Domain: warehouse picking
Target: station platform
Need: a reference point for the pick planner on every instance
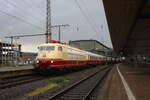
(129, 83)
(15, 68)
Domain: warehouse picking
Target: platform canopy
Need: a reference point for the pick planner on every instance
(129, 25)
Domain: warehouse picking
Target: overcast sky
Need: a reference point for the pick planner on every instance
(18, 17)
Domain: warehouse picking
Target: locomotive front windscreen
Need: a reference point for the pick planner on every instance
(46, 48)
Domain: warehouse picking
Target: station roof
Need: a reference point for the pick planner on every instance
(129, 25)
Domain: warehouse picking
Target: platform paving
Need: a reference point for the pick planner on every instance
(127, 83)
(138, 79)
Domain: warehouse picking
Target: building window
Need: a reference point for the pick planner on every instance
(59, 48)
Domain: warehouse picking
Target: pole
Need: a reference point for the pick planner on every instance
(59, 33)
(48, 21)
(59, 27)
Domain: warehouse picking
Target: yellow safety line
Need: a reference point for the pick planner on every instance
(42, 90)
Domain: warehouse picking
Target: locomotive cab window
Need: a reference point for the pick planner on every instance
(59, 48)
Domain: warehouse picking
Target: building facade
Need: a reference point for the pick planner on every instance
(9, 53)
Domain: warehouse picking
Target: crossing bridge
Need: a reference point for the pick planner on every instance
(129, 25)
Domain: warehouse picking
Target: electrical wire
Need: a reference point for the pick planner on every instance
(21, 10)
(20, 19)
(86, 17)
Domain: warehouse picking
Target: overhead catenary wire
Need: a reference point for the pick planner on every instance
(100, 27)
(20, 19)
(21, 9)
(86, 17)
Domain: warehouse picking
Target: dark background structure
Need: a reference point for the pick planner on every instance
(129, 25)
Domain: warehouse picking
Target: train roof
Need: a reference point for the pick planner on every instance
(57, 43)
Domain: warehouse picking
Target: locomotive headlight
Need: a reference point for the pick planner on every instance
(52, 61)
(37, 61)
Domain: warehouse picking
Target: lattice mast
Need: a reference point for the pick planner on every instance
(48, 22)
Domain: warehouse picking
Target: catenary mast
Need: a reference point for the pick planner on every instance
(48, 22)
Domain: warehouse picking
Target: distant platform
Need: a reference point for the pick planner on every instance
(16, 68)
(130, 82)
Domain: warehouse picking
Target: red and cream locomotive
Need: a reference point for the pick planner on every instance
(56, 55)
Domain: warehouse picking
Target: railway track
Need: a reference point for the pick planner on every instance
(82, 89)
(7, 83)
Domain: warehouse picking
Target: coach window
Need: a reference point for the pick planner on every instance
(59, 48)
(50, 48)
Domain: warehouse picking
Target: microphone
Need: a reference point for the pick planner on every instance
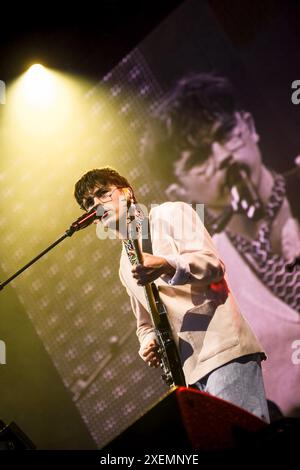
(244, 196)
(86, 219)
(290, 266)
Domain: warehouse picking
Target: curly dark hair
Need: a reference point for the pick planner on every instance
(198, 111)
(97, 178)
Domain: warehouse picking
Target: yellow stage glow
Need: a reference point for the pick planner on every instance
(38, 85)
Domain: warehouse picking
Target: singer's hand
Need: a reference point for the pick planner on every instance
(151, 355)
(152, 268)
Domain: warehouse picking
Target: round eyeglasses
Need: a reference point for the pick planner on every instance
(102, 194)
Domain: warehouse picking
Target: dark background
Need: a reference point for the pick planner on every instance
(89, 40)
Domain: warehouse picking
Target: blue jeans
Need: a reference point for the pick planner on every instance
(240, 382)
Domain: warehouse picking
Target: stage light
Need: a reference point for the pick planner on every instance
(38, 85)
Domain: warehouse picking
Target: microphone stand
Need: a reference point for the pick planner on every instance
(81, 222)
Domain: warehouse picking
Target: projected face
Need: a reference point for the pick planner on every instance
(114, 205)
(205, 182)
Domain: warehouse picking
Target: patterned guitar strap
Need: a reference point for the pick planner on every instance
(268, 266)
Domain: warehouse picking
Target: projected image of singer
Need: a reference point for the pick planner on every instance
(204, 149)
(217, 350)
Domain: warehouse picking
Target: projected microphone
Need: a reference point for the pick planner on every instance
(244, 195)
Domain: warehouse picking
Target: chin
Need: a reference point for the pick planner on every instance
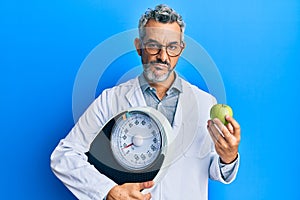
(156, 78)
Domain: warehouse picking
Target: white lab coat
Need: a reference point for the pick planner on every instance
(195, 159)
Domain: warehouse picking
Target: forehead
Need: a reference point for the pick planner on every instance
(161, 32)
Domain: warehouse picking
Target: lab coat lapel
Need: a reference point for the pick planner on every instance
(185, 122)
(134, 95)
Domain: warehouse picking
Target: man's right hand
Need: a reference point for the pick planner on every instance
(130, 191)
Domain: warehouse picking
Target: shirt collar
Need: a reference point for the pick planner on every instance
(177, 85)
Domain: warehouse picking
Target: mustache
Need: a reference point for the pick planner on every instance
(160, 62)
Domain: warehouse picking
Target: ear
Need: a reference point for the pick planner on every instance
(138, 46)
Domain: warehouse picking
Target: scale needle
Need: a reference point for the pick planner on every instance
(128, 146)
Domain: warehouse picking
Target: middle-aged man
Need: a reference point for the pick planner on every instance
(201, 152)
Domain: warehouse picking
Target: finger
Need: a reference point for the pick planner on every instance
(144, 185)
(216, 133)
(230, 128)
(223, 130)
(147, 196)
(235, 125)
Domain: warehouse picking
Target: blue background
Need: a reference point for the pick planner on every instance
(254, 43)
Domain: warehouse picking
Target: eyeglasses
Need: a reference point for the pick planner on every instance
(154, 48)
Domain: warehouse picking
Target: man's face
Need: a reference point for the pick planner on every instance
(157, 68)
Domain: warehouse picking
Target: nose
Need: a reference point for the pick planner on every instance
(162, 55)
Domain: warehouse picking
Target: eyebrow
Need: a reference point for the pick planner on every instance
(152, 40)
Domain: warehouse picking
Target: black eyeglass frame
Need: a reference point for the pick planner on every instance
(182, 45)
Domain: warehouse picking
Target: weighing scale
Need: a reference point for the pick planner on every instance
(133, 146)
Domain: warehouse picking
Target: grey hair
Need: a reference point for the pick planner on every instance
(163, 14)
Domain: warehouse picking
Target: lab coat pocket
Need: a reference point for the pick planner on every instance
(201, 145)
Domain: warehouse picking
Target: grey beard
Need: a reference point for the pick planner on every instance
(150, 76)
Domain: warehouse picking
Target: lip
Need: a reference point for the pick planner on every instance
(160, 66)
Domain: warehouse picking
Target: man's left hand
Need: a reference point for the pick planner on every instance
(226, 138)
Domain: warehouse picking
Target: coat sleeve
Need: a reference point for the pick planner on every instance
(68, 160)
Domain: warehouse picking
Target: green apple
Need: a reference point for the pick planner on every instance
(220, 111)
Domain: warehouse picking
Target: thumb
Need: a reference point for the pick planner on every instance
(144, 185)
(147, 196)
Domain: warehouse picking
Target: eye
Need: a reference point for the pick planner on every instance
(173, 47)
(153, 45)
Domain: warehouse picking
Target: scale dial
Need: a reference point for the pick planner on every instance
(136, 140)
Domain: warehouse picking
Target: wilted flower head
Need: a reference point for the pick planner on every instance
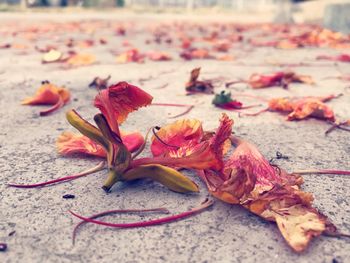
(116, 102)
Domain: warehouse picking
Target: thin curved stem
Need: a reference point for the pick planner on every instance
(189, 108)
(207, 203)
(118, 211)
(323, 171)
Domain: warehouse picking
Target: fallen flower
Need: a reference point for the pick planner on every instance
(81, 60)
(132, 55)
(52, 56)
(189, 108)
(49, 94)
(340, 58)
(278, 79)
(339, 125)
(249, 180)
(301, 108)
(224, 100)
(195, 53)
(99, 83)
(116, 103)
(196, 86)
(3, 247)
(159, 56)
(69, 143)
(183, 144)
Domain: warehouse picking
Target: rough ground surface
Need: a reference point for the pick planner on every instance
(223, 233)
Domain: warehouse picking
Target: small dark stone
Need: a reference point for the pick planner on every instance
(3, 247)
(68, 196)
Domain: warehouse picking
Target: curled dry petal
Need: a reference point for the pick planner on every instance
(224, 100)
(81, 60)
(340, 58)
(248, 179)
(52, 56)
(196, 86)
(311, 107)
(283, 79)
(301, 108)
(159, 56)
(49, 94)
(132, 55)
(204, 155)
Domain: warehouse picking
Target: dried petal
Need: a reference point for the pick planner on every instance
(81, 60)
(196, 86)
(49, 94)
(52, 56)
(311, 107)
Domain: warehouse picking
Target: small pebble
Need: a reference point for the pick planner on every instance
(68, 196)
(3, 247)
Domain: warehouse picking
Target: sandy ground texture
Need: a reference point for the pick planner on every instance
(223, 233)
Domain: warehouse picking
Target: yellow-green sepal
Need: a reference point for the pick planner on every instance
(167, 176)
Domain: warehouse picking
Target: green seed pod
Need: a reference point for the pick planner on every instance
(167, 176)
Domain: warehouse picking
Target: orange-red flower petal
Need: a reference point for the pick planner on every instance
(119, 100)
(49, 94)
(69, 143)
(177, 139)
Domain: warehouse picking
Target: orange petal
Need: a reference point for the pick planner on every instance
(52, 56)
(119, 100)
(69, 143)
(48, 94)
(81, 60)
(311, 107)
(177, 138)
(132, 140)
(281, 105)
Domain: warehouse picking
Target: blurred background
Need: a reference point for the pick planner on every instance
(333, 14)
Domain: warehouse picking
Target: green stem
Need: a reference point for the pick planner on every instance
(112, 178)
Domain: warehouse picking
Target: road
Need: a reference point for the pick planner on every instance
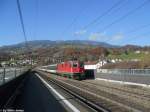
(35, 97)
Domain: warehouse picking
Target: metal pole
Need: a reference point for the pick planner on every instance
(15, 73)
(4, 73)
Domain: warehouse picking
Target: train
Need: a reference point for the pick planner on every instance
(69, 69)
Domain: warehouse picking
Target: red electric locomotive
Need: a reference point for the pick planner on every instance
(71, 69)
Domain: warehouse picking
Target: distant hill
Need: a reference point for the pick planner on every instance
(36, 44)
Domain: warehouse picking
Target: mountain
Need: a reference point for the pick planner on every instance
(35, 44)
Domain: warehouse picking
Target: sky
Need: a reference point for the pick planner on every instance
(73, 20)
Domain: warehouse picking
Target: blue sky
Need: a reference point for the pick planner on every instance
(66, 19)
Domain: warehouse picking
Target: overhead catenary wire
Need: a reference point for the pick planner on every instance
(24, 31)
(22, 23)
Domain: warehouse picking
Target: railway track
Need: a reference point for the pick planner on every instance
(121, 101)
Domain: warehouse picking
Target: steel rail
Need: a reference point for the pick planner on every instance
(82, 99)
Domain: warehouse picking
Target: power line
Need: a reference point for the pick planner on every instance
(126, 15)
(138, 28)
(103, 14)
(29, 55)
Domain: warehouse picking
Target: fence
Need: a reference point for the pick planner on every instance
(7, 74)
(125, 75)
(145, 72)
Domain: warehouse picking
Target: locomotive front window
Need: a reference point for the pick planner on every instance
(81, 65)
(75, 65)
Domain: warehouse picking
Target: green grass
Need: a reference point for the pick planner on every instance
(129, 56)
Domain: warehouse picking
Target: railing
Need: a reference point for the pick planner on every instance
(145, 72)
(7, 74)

====================

List each line of the items above that contains the string "coat", copying every such line in full.

▶ **Task output**
Target: white lab coat
Target: lab coat lapel
Target: lab coat pocket
Target: coat sleeve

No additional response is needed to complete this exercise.